• **Written instruction**
Using the passage on continuous drawing parameters, answer each of these on its own line:
(a) What does the continuous drawing coefficient reflect?
(b) What ratio does the relative drawing height reflect?
(c) Which defects does proper control of the two parameters avoid?

• **Source extract**
Continuous drawing coefficient and relative drawing height
The continuous drawing coefficient and relative drawing height are two key parameters for measuring the degree of deformation during continuous drawing. The continuous drawing coefficient reflects the proportional change in diameter during each drawing, while the relative drawing height reflects the ratio of part height to diameter. Together, they determine the feasibility and process stability of continuous drawing. Proper control of these two parameters ensures uniform material deformation and avoids defects such as cracking and wrinkling, and is the core basis for continuous drawing process design.

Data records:
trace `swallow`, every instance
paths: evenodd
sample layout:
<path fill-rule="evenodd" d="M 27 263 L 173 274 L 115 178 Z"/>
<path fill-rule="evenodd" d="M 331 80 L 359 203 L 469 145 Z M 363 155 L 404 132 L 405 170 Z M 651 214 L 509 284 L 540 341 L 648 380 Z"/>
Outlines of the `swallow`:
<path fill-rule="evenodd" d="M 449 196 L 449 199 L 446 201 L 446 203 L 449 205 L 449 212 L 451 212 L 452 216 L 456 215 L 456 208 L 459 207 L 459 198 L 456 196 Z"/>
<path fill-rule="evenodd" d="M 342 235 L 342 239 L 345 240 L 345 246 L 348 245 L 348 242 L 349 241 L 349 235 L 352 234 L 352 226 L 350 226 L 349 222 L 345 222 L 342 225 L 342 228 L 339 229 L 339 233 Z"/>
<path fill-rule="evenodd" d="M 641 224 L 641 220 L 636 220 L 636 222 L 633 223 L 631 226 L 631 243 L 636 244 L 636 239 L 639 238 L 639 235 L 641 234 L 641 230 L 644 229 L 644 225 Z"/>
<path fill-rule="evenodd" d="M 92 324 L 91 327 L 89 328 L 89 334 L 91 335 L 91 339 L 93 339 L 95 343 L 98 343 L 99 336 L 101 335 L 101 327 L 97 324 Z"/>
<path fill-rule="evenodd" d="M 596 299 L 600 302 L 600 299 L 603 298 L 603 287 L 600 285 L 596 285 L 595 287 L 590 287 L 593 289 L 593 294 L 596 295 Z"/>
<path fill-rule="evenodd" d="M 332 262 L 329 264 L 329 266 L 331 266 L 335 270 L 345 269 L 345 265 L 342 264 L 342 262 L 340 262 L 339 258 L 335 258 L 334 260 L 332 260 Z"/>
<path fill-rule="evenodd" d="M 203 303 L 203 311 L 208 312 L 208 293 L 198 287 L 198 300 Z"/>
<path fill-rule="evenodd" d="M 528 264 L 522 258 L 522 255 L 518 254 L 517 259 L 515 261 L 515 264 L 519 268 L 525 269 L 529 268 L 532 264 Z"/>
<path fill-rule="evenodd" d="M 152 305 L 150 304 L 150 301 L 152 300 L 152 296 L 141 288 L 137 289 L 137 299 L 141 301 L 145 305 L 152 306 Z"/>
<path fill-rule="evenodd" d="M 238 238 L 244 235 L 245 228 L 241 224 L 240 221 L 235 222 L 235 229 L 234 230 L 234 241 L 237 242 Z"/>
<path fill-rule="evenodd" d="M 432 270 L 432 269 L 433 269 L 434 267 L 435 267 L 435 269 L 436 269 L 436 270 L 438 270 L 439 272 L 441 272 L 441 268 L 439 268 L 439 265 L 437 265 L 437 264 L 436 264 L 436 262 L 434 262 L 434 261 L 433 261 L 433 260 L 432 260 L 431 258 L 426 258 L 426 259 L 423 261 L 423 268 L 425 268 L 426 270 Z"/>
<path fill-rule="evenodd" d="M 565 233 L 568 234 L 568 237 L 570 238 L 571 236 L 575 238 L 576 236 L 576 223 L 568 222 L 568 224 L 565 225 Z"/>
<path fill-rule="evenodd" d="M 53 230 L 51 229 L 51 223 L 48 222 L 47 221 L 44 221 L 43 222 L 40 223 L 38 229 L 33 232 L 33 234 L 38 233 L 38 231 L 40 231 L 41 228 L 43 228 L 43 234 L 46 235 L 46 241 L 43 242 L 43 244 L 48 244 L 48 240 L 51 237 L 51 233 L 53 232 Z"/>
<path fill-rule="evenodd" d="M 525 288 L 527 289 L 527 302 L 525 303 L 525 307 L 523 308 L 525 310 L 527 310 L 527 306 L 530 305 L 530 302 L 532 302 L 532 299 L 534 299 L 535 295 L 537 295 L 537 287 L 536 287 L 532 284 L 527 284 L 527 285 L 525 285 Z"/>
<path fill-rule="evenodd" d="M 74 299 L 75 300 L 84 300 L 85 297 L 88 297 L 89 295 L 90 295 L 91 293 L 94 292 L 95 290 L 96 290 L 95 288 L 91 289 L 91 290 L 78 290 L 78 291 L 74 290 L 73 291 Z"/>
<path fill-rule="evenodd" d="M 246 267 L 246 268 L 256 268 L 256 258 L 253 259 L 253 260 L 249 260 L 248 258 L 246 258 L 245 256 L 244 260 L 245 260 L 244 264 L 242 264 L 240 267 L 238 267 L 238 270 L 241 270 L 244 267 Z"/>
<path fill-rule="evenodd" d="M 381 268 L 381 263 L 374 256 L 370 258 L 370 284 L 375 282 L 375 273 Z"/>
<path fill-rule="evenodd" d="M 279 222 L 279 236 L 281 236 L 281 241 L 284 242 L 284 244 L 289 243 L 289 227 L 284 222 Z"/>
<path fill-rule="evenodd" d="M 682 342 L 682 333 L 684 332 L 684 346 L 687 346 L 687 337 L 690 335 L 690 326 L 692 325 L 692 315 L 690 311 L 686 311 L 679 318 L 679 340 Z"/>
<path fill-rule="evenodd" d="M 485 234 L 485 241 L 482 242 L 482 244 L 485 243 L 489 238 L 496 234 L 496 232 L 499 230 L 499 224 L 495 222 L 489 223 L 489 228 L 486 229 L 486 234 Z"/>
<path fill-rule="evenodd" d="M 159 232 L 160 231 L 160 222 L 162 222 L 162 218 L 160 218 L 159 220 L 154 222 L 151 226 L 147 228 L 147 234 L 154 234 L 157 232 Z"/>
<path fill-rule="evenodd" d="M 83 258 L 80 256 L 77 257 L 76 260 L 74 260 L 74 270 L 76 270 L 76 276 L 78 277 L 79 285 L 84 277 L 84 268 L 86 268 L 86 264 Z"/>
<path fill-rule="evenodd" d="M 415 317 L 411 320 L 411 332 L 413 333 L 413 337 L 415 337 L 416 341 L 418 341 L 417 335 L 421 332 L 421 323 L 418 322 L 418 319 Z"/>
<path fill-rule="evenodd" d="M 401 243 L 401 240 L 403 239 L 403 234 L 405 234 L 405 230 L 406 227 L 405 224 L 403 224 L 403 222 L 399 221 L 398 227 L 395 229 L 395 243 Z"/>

• **Complete response**
(a) The proportional change in diameter during each drawing.
(b) The ratio of part height to diameter.
(c) Cracking and wrinkling.